▶ Records for the task:
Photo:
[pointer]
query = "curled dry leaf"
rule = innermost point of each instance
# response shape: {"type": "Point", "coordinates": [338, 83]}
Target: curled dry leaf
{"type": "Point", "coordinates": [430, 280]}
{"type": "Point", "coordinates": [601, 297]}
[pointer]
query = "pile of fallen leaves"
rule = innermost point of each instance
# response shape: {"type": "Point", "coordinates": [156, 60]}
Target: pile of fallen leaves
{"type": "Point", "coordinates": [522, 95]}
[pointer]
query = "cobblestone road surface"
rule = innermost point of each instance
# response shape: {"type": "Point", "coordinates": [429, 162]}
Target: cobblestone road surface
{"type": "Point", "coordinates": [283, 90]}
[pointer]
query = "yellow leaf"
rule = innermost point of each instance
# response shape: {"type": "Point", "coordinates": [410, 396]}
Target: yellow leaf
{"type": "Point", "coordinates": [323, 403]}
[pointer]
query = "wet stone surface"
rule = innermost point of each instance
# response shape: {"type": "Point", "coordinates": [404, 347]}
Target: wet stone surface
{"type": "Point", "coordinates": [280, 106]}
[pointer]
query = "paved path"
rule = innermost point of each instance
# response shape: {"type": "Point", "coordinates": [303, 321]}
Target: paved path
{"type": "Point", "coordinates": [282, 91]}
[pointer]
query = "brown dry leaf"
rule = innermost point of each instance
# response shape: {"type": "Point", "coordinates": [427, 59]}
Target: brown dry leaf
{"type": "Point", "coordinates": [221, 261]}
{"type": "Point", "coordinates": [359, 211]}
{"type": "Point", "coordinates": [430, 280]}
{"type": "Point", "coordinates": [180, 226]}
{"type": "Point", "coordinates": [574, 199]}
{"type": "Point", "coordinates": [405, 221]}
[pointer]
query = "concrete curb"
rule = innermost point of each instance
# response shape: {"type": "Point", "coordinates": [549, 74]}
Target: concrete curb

▶ Exercise: In the listing above, count the lines where the string "query" occurs, then give that count and nothing else.

▶ Answer for this exercise: 8